> **Dataset entries**:
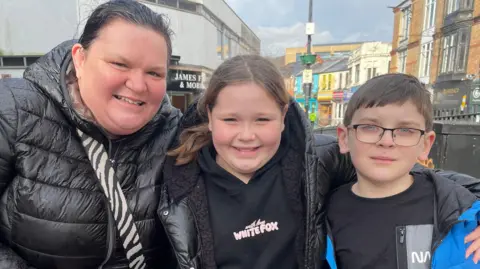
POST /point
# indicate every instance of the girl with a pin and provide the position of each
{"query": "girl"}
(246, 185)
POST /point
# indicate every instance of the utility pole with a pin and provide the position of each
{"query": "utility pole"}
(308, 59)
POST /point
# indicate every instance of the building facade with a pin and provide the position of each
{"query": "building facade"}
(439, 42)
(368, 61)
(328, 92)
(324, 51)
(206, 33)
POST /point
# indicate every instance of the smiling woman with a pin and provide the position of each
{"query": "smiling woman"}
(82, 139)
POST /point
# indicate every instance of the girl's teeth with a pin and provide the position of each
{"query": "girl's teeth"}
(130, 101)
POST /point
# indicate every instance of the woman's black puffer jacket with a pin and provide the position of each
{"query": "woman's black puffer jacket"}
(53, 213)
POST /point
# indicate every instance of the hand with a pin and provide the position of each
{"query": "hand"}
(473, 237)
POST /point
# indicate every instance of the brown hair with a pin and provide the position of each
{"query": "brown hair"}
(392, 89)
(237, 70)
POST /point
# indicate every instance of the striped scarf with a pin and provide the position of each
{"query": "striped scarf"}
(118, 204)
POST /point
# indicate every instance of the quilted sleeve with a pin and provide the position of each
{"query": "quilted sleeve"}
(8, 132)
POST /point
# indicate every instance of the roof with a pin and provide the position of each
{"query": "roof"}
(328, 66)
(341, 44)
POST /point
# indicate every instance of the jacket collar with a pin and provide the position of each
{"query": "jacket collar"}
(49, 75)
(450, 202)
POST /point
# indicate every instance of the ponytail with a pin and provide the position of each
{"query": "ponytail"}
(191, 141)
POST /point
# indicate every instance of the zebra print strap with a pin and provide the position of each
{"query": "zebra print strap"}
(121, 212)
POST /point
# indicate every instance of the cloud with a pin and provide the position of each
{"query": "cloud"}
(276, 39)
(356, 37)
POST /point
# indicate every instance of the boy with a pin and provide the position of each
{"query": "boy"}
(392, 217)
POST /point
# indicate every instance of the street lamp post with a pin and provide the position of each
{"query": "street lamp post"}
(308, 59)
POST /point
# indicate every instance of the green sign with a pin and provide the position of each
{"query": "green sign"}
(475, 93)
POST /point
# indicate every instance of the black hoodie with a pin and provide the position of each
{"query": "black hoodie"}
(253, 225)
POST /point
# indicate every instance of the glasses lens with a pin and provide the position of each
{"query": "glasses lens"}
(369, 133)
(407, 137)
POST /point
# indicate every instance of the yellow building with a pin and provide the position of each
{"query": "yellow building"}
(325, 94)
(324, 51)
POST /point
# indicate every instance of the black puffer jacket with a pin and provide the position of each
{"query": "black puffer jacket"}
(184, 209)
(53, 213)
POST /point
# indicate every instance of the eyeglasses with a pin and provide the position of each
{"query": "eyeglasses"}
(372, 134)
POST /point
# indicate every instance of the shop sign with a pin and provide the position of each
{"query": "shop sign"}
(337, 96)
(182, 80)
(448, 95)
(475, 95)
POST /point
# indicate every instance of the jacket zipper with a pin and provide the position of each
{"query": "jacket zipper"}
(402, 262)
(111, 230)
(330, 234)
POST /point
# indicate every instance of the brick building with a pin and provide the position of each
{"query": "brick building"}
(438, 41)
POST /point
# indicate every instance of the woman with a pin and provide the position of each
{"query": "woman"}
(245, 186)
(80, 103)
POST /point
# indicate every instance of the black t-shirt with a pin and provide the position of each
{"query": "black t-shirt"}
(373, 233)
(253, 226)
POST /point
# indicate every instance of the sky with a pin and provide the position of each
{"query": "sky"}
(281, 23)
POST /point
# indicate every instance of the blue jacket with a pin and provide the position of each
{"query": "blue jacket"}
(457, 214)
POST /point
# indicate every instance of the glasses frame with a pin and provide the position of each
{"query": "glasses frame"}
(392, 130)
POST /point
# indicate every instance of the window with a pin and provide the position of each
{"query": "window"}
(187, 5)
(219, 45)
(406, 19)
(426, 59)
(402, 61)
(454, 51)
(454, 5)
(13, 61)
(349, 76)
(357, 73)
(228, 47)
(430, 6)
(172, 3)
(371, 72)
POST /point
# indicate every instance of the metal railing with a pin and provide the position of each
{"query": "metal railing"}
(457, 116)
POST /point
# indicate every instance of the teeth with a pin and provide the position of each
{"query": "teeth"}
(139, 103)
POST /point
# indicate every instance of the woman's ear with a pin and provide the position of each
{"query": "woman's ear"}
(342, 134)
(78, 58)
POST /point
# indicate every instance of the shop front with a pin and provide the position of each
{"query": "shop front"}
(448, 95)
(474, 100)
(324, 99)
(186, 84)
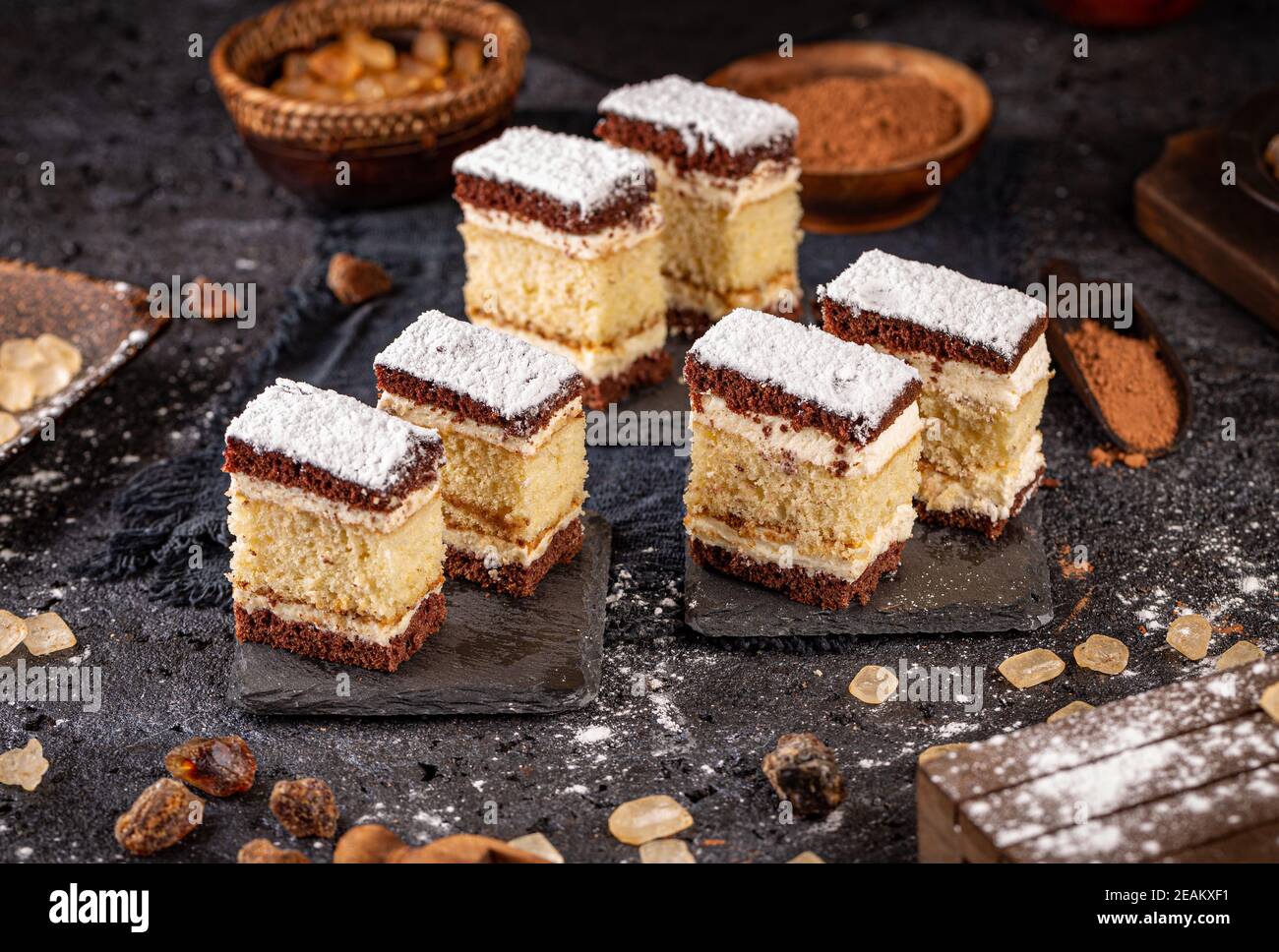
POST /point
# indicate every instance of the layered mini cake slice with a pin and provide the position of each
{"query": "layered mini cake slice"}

> **The task**: Please give the material above again in full, with no pictures in your version.

> **Reply to the exercise**:
POST /point
# indicate every instance of the girl with a pin and provide the position of each
{"query": "girl"}
(246, 185)
POST /point
# indicate every instance of the utility pole with a pin and provide the position of each
{"query": "utility pole"}
(308, 59)
POST /point
# indicate every instance of the building facade with a pin and provide the position of each
{"query": "building facade"}
(439, 42)
(368, 61)
(328, 92)
(324, 51)
(206, 33)
POST /point
# indicate every instance of the smiling woman with a pin and provide the position of each
{"query": "smiling woman"}
(82, 139)
POST /point
# indicate every instance of the girl's teeth with a pin and provide the position of each
{"query": "girl's teeth"}
(130, 101)
POST /point
# indicate every instance of the woman's black puffer jacket with a pin and provide the position of each
{"query": "woman's black puffer jacket"}
(53, 213)
POST /point
# indicate every instance of the hand with a pin and provide the position of each
{"query": "hand"}
(473, 237)
POST /point
# indicate every instance of the brown hair with a pin and provide the position of each
{"query": "brown hair"}
(392, 89)
(237, 70)
POST /point
# indicate every instance of the striped scarf with a pin and provide the position of each
{"query": "striped scarf"}
(118, 204)
POST /point
# indicate every instance of the quilted sleeve with a pin and provide the position of each
{"query": "quilted sleeve"}
(8, 132)
POST /point
# indicate every instance of the roof with a pin and provide the position of each
{"query": "roof"}
(328, 66)
(341, 44)
POST /point
# indicate every instance of the jacket collar with a pin and provide the position of each
{"query": "jacket collar"}
(49, 75)
(450, 202)
POST /point
# indicate every instance of the ponytail with a pin and provide the position of each
{"query": "ponytail"}
(191, 141)
POST /point
# indicate every instance of the zebra print strap with a pin and provide the position of each
{"query": "zebra print strap"}
(121, 212)
POST /point
# indicate every instance of the cloud with a pin and provide the position of each
{"query": "cloud"}
(276, 39)
(356, 37)
POST /point
# indicate every instance of the boy with a pin and provide the position of each
{"query": "boy"}
(392, 217)
POST /point
# indicate every instance of the street lamp post with a pin and provide the position of each
{"query": "street lamp post"}
(308, 59)
POST /point
# indicate every instance of the green sign with a pin and provide the position of each
{"query": "green sign"}
(475, 93)
POST /point
# indicate every instance of the black hoodie with a pin and provide the position of each
{"query": "black hoodie"}
(253, 225)
POST /point
# indicate every instance of the glasses lens with a pin and provide the position of each
{"query": "glasses lens"}
(369, 133)
(407, 137)
POST /point
# indicate every instance of the yellow building with a pin and provide the position of each
{"query": "yellow building"}
(325, 94)
(324, 51)
POST /point
# indicate every instance of the black puffer jacket with a pin and provide the position of each
{"query": "black puffer jacket"}
(184, 209)
(53, 213)
POST /point
# indicate every instance of the eyeglasses with a pin and provide the position of each
{"query": "eyeglasses"}
(372, 134)
POST /point
# indicate every instance of the shop sign with a pin and provide the position of each
{"query": "shop sign"}
(337, 96)
(182, 80)
(448, 95)
(475, 95)
POST /point
# indicate every instance of the jacket zipper with a pin and provide the position of each
{"query": "jacket zipper"}
(402, 262)
(111, 230)
(330, 234)
POST /point
# indicate every instance of the brick building with a pin and provide the position of each
{"query": "brick building"}
(438, 41)
POST /point
# indicate every instance of the woman with a pin and provide the position of each
{"query": "woman"}
(245, 186)
(80, 103)
POST /point
# indicate every instance of the black t-shirt with a pin and provide the position of each
{"query": "black t-shirt"}
(373, 233)
(253, 226)
POST /point
# indicate every instance of the sky with a pin and provide the position of each
{"query": "sky"}
(281, 23)
POST /point
# indicate every instance of the blue jacket with a pin and provide the position of each
{"query": "blue jacket"}
(457, 214)
POST /point
# indicate every instance of the glasses frame with a pin and provide the position of each
{"query": "glasses frame"}
(392, 130)
POST /point
# indicate every instance of the window with a pin and provide the position of each
{"query": "window"}
(187, 5)
(219, 45)
(406, 19)
(426, 59)
(402, 61)
(454, 51)
(454, 5)
(13, 61)
(349, 76)
(357, 73)
(228, 47)
(430, 6)
(172, 3)
(371, 72)
POST /point
# indicate every instance of the metal railing with a pin and provide the position of each
{"query": "metal railing"}
(457, 116)
POST /point
# indicate every instance of the teeth with a pin and provide the position of each
{"query": "teeth"}
(139, 103)
POST /point
# indicate every instance of the woman's ear with a pin and provide the position of each
{"query": "woman's ear"}
(342, 134)
(78, 58)
POST /point
# indicate every instance of the shop front with a pin and provide the position of each
{"query": "shop front"}
(448, 95)
(474, 100)
(324, 99)
(186, 84)
POST /point
# indicate every instance of the layered mini cake slice with a pin and provide the position of each
{"query": "layered mini cake slice"}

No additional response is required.